_What you should do_
Below is a listing; write it out exactly and drop any images from it.
--- --- ---
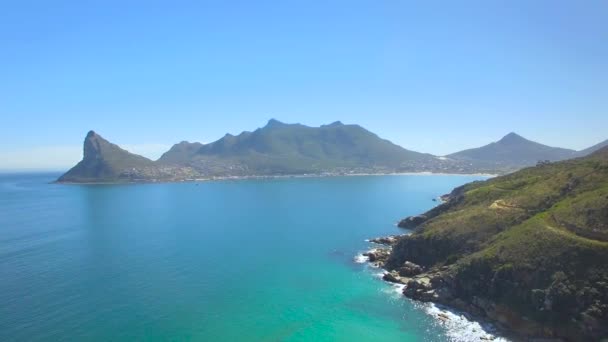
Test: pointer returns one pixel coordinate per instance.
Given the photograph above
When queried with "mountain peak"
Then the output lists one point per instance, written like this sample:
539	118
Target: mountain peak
512	137
274	123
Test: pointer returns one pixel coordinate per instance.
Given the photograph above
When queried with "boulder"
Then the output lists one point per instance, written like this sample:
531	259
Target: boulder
387	240
393	277
412	221
409	269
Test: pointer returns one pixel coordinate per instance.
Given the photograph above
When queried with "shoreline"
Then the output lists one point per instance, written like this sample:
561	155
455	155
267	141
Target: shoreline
454	319
255	177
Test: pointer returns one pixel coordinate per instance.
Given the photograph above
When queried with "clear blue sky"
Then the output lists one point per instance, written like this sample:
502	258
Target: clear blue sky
432	76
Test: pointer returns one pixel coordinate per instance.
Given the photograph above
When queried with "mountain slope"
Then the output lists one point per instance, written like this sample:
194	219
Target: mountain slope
512	152
529	249
103	161
593	148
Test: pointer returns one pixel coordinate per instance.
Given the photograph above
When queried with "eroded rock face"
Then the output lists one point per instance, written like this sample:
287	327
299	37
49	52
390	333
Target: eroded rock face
386	240
411	222
394	277
409	269
378	256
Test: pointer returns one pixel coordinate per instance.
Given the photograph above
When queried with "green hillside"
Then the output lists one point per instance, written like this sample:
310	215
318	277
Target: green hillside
280	148
510	153
529	249
103	161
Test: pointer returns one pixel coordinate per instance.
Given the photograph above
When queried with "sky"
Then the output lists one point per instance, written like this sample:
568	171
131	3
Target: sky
431	76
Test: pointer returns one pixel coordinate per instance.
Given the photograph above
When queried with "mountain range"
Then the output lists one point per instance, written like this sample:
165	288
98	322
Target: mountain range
280	149
528	250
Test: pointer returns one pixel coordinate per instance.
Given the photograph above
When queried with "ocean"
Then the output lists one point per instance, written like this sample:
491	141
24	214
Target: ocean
253	260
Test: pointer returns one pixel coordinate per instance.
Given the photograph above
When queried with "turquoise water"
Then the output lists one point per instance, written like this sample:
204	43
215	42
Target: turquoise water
267	260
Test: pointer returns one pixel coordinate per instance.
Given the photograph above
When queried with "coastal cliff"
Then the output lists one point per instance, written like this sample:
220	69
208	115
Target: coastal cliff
528	251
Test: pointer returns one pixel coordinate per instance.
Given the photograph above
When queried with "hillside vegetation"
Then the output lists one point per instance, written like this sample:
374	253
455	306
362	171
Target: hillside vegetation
529	249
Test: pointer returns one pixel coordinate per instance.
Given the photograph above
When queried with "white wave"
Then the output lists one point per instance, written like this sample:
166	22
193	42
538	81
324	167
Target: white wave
361	259
395	289
459	328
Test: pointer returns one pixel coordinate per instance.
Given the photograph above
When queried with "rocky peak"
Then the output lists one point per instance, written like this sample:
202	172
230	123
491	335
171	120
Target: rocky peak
512	138
93	145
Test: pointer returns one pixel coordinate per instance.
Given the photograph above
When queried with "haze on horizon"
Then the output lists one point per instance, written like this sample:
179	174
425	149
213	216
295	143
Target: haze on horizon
--- --- ---
_Task solution_
Test: pointer returns one pixel coordinate per instance.
Given the photograph above
When queried with "mountain peak"
Then the output lists one point per instance, written like this sample:
539	118
Target: mountain peak
512	137
274	123
Test: pointer returns one pixel coordinate per instance.
Given the photograph above
When queried with "boulder"
Then the output lists one point per instance, written like this sample:
531	259
Target: boulder
387	240
393	277
412	221
409	269
Test: pointer returns one pixel coordinate per instance.
Given the photograph above
When queried with "shoreline"
Then the output lists one point per instance, written like this sample:
561	155
455	155
267	141
Target: shoreline
454	319
255	177
Test: pointer returns one pixel coordinate per instance.
Given the photograph above
When queried with "clear blue sky"
Then the output lists one point per instance, written like this sample:
502	258
Target: clear blue sky
432	76
Test: pointer returns one pixel coordinate per instance.
Given the photograph above
When queried with "mountain slope"
Then the output lists one point per instance, written like this sample:
194	219
Target: mountain slope
512	152
529	249
103	161
593	148
Test: pointer returns one pixel coordinate per instance.
Given the photograph above
When queried with "eroded rock face"
Then the output lists one point per instance, written like this sample:
287	327
299	37
49	52
390	333
Target: eroded rock face
386	240
411	222
394	277
409	269
378	256
Test: pointer returns one pixel coordinate per instance.
Given the photograph above
When queried with "green hillside"
Then the output lists one point per instance, written like this sample:
310	215
318	277
Target: green hillside
280	148
510	153
529	249
103	161
Test: pointer returns one pixel coordinate per instance.
Given the photograph above
When queried with "sky"
Then the output lists one point per instance, written like this sample:
568	171
131	3
Target: sky
431	76
Test: pointer returns one pixel coordinate per instance.
Given the photograph above
When queried with "mountain range"
Then the output lists one point per instance, written like this sample:
165	288
98	322
Target: mountain range
280	149
528	250
Test: pointer returns one pixel coordinate per instance.
Given the photograph above
When queried with "ocean"
Then the output lists one point per instance, written like this sample:
491	141
24	214
Target: ocean
253	260
Test: pointer returns one pixel coordinate per instance.
Given the photograph above
When queried with "turquoise water"
Then the output lists one point per instance, written like this sample:
204	43
215	42
Target: turquoise water
267	260
Test: pointer returns one pixel coordinate per instance.
Given the photograph above
When queried with "coastal cliff"
Then the output lists one point per instance, written like this sample:
220	69
208	115
Target: coastal cliff
528	251
Test: pointer returns one pixel coordinate per instance.
Given the photograph above
When queried with "hillside vegetation"
Then the output lists one point per instance, written like this sample:
374	253
455	306
362	171
Target: hillside vegetation
529	249
Test: pointer returns one pixel coordinate per instance.
Given the photograph above
When queried with "white wave"
Then the output lists one point per instance, written like this sample:
166	22
193	42
538	81
324	167
Target: white wave
361	259
395	289
459	328
Test: pointer returns one pixel coordinate per instance.
Given the photograph above
When queried with "rocky peak"
Then the output lists one point per instance, written like this sample:
202	172
230	123
491	335
171	120
Target: rocky peak
512	138
93	145
Test: pointer returns one pixel coordinate per instance.
Given the photograph above
When queried with "haze on horizon"
Then the output lists one point per instance, written like this sample:
179	174
425	149
213	216
295	143
Target: haze on horizon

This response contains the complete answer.